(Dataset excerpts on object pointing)
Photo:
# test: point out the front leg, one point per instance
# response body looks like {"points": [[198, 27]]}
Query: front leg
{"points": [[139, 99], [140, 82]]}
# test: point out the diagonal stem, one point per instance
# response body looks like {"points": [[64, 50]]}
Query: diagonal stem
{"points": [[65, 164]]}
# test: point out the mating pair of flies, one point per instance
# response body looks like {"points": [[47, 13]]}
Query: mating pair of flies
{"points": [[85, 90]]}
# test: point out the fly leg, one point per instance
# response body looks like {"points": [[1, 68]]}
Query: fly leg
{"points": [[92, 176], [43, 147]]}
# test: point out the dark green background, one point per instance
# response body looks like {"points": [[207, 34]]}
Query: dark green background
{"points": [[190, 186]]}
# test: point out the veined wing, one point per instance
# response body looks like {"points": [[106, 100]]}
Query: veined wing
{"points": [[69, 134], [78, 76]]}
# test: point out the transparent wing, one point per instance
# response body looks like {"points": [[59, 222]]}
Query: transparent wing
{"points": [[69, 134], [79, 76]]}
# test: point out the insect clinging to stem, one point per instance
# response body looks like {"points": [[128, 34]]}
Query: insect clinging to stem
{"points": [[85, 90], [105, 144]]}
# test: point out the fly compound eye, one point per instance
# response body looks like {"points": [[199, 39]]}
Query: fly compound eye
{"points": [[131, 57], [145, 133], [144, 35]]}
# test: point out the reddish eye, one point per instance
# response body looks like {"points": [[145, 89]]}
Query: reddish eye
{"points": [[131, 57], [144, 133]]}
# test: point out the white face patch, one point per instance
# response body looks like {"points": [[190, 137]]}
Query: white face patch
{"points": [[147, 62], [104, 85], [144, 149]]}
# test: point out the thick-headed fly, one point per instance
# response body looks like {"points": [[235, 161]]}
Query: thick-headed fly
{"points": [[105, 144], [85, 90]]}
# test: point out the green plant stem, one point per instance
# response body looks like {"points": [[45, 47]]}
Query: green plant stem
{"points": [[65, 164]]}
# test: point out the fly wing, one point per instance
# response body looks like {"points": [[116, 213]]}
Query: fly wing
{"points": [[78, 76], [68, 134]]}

• [AIM]: Produce an exact copy of the lines from the one containing "# test: point out the fly leg, one" through the last line, and of nothing else.

• [ANSWER TO THIS EXERCISE]:
# test: point out the fly leg, one point per instance
# response body looks like {"points": [[1, 68]]}
Query: fly leg
{"points": [[92, 176], [43, 147]]}
# test: point out the dark green background, one point per instance
# response body looks like {"points": [[207, 34]]}
Query: dark green background
{"points": [[190, 186]]}
# test: point out the veined wing, one point per instance
# response body looks like {"points": [[106, 100]]}
Query: veined wing
{"points": [[69, 134], [78, 76]]}
# test: point out the transparent wing, one point per instance
# response body looks like {"points": [[59, 222]]}
Query: transparent wing
{"points": [[69, 134], [79, 76]]}
# test: point out the insect clinging to stem, one point per instance
# response body looks like {"points": [[128, 34]]}
Query: insect clinging to stem
{"points": [[85, 90], [105, 144]]}
# test: point out the fly compound eye, one point per instance
# response body looks like {"points": [[199, 39]]}
Query: fly compound eye
{"points": [[131, 57], [145, 133], [144, 35]]}
# test: point out the reddish eye, one point per instance
# response body looks like {"points": [[145, 89]]}
Query: reddish eye
{"points": [[131, 57], [144, 133]]}
# test: point out the white face patch, one point per instance
# response body looks like {"points": [[190, 137]]}
Query: white face patch
{"points": [[147, 62], [104, 85], [144, 149]]}
# test: point out the thick-headed fly, one point per instance
# response body looks like {"points": [[235, 161]]}
Query: thick-headed fly
{"points": [[105, 144], [85, 90]]}
# test: point out the green plant stem, one point per instance
# response body looks like {"points": [[45, 47]]}
Query: green plant stem
{"points": [[65, 164]]}
# test: point out the fly wing, one point per instance
# response body looks like {"points": [[116, 213]]}
Query: fly wing
{"points": [[78, 76], [68, 134]]}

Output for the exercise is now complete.